— start of Information provided —
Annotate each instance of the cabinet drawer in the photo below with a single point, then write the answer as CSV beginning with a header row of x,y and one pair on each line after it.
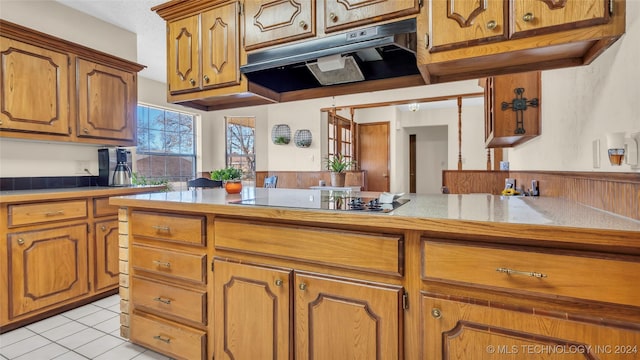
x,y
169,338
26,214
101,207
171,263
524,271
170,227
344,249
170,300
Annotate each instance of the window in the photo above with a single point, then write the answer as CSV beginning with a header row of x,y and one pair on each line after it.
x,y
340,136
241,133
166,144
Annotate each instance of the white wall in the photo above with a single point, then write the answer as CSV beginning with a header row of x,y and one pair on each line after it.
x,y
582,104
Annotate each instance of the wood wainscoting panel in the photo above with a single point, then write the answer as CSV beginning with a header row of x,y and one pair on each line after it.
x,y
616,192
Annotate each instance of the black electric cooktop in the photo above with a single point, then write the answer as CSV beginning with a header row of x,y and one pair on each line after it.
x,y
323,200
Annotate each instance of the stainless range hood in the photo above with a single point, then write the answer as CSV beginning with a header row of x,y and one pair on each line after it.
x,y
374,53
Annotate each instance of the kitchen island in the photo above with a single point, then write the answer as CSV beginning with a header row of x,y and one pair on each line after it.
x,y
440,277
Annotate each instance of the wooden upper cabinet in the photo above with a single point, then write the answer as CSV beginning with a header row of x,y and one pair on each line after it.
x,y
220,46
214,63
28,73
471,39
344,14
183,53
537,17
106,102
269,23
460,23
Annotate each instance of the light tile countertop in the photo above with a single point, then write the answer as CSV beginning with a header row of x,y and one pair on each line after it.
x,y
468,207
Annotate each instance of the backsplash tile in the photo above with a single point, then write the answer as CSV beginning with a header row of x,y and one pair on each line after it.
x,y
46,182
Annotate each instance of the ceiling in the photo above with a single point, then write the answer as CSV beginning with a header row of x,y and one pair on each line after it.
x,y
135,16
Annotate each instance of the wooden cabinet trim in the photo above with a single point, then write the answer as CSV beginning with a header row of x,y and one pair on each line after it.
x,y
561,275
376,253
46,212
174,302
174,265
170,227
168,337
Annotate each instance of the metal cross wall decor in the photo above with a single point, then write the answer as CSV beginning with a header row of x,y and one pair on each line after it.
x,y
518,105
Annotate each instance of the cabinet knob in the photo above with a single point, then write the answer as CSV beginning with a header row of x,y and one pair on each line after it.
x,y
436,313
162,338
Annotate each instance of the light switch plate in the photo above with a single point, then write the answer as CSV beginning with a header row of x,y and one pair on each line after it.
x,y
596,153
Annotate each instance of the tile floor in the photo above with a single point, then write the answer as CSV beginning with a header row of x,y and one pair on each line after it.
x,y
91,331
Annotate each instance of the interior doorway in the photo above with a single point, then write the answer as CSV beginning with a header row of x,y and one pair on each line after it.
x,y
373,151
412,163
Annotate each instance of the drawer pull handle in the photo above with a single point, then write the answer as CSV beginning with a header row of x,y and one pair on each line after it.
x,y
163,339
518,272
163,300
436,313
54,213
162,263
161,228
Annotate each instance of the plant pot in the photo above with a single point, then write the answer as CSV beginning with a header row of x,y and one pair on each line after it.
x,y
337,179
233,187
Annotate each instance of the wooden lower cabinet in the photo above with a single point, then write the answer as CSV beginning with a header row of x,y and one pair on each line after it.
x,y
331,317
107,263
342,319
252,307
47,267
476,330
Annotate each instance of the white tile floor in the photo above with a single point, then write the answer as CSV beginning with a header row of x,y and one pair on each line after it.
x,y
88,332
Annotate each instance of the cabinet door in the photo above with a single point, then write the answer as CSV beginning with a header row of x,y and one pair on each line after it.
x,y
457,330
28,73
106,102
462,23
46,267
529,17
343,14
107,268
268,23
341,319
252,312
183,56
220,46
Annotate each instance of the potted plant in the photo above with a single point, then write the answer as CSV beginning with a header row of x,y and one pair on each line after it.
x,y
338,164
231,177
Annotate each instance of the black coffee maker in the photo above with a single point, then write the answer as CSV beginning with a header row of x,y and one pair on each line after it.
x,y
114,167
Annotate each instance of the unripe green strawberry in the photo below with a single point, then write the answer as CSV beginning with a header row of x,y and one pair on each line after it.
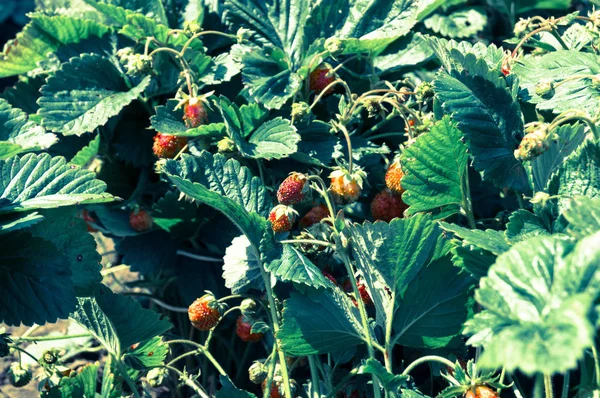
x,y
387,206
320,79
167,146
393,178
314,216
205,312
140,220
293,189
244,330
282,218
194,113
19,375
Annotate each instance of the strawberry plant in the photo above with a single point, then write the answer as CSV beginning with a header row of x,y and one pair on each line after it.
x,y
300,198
— end of Information provided —
What is being asked> Update all the entries above by replacing "CSV" with "comma-separated text" and leaving every other word unchanged. Omit the pictures from your answer.

Solution for this task>
Annotate each instance of the cabinet drawer in the photo below with a single point, then write the answer as comma-separated text beginning with a header row of x,y and one pair on each line after it.
x,y
169,338
26,214
101,207
171,263
524,271
170,227
344,249
170,300
Annotate each instance of the window in the photo above with a single point, then write the answer as comma-separated text beginning with a header row of x,y and one pair on each line after it.
x,y
340,136
241,133
166,144
Annotate each instance of the white wall in the photo above with a single point, then write the answer as comma-separated text beginning with a header row of x,y and one pair on each line after it.
x,y
582,104
Annotate each instance of the wood wainscoting panel in the photo above with a single point, then write the answer as comma-separated text beginning with a header row of x,y and one pair on each line after it.
x,y
616,192
Annotate each instance of the black electric cooktop in the photo above with a single point, then write the answer as comma-separated text beginning with a header row of x,y and one pair on each line after it.
x,y
323,200
Annotate each instance of the stainless range hood in the photo above with a single point, then write the answer as comma-separated text beginning with a header row of x,y and one pair on each line after it.
x,y
374,53
Annotate each instance of the kitchen island in the photo above with a single point, then write the answer as comma-separated text beginning with a header row of x,y and one pair on each line after it.
x,y
440,277
Annotate each instance of the wooden upper cabinet in the photo above with a single point, then write the answer as comma-separated text beginning with a header row of x,y and one pair on each line after it.
x,y
220,46
214,63
28,73
471,39
344,14
183,53
537,17
106,102
269,23
460,23
Annotate each instance of the light tile countertop in the photo above with a single point, then write the answer as comma-separated text beginning with a header row of x,y and one pair on each line after it.
x,y
468,207
Annotate each instance of the backsplash tile in the photo above with a single point, then write the answer as comma-separated text beginning with a header row of x,y and one pair on each line after it.
x,y
46,182
Annotate each instance of the ceiling in the photo above with a single point, then write the answer as comma-separated text beginning with a header row of x,y and one pair on each line after it.
x,y
135,16
Annotate each instance of the wooden cabinet trim in the photo above with a single point, then write the answer as comma-separated text beginning with a header row of x,y and one pair on each line after it.
x,y
561,275
376,253
46,212
174,302
174,265
170,227
168,337
Annotate each instance of the metal cross wall decor in the photo above with a single point, then write the answer as comma-separated text beginning with a header row of x,y and one pair on each line after it.
x,y
518,105
Annotate each instance of the cabinet knob in the photo above with a single point, then write the answer as comma-separated text beginning with a header row of x,y and one pair on each line after it.
x,y
436,313
162,338
Annotate each instance of the light switch plate in the photo above with a single point, then write the answer as comma-separated text beginning with a header row of x,y and one pair on each line after it.
x,y
596,153
Annotate each instance of the tile floor in the photo above with a single point, then write the answer as comma-separated text beginning with a header row of x,y and one pair on each line after it.
x,y
91,331
Annotate each instance of the interior doorway in the photo above with a single point, then write the answer as comma-separated text beginning with a header row of x,y and one pair on each line after it.
x,y
373,151
412,163
Annotate each instance of the drawer pull handle in the photo above with a single point, then write the answer as comma-separated text beginning with a header row of x,y and one pair on each line after it.
x,y
163,339
518,272
163,300
436,313
54,213
162,263
161,228
Annotate each instance of the plant pot in the photo above with a single point, then write the answer as comma-separated text beginning with a header row of x,y and one pair on each line after it.
x,y
337,179
233,187
Annotate each instance of the wooden lower cabinet in the photo above with a single point, then write the answer as comma-separated text beginning with a header row of x,y and one pair on each line after it.
x,y
331,317
107,263
342,319
252,307
47,267
476,330
Annotate each instance of the white tile floor in the photo above with a single point, then write the answer as comma-separated text beginning with a header row of x,y and one pair on each line after it.
x,y
88,332
Annotate each instance of the cabinet door in the photo above with a single point, then write the answer as comma-separated text beginning with a header row of x,y and one pair on each line after it.
x,y
457,330
28,73
106,102
462,23
46,267
529,17
343,14
107,268
268,23
341,319
252,312
183,56
220,46
Annotate each instance of the potted plant in the photo above with a single point, then write the answer as comma-separated text beginning with a header row of x,y and one pair on each line after it.
x,y
338,164
231,177
Annotate each instance of the black coffee maker in the photo above with a single point, then write the answer as comma-separated text beginning with a header row of x,y and one pair on each line after it.
x,y
114,167
Annotate each instance of the unripe green strawberry in the photo below with a single point, then write the answer as comma-separated text beginning with a header row of x,y and one pair on each line after it.
x,y
387,206
320,79
167,146
393,178
314,216
205,312
140,220
293,189
244,330
282,218
194,113
19,375
Annotate each instance of the strawberry plant in the photo above with a single point, then write the answer as comma-separated text beginning with a header row of x,y and one pair on each line after it.
x,y
300,198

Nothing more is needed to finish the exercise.